● **Goal**: Render every line of the records below as a Markdown table with two columns, Number and Line, numbering each row and omitting blank lines.

● **Data listing**:
****

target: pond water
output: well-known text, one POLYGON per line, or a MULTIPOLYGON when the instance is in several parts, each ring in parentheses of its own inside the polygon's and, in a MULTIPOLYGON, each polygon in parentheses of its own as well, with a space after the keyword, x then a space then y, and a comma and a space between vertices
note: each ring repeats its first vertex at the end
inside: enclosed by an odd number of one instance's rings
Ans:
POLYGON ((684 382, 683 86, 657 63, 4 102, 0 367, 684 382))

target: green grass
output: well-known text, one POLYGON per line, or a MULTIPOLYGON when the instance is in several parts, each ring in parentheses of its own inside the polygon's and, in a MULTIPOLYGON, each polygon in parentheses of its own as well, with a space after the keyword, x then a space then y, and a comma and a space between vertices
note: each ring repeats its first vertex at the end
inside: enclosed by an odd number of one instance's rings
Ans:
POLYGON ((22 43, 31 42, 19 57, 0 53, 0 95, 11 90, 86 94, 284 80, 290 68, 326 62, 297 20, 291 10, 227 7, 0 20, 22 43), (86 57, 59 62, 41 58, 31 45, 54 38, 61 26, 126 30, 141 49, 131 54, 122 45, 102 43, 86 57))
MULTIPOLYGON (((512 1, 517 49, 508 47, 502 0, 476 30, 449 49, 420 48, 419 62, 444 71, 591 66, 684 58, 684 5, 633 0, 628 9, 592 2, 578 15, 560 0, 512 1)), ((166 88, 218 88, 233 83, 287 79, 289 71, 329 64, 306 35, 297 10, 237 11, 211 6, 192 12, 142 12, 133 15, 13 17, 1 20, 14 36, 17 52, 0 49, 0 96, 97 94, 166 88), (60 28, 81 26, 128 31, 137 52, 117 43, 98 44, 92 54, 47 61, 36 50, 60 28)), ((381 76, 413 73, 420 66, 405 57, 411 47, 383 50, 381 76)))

****

● **Finished exercise**:
| Number | Line |
|---|---|
| 1 | target: pond water |
| 2 | output: well-known text, one POLYGON per line, or a MULTIPOLYGON when the instance is in several parts, each ring in parentheses of its own inside the polygon's and, in a MULTIPOLYGON, each polygon in parentheses of its own as well, with a space after the keyword, x then a space then y, and a comma and a space between vertices |
| 3 | note: each ring repeats its first vertex at the end |
| 4 | inside: enclosed by an odd number of one instance's rings |
| 5 | Ans: |
| 6 | POLYGON ((684 382, 683 86, 657 63, 4 102, 0 367, 684 382)) |
| 7 | target: green grass |
| 8 | output: well-known text, one POLYGON per line, or a MULTIPOLYGON when the instance is in several parts, each ring in parentheses of its own inside the polygon's and, in a MULTIPOLYGON, each polygon in parentheses of its own as well, with a space after the keyword, x then a space then y, and a comma and a space between vertices |
| 9 | note: each ring repeats its first vertex at the end |
| 10 | inside: enclosed by an odd number of one instance's rings |
| 11 | Ans: |
| 12 | POLYGON ((22 43, 31 42, 19 57, 0 53, 0 95, 11 90, 86 94, 284 80, 290 68, 326 62, 297 20, 291 10, 227 7, 0 20, 22 43), (86 57, 59 62, 41 58, 31 45, 54 38, 61 26, 126 30, 141 49, 131 54, 122 45, 102 43, 86 57)) |
| 13 | MULTIPOLYGON (((512 1, 517 49, 508 47, 502 0, 476 30, 449 49, 420 48, 419 62, 444 71, 591 66, 684 58, 684 5, 633 0, 628 9, 592 2, 578 15, 560 0, 512 1)), ((166 88, 218 88, 233 83, 287 79, 289 71, 329 64, 306 35, 297 10, 237 11, 211 6, 192 12, 142 12, 133 15, 13 17, 1 20, 14 36, 17 52, 0 49, 0 96, 97 94, 166 88), (60 28, 81 26, 128 31, 137 52, 117 43, 98 44, 92 54, 47 61, 36 50, 60 28)), ((381 76, 413 73, 420 66, 405 57, 411 47, 383 50, 381 76))) |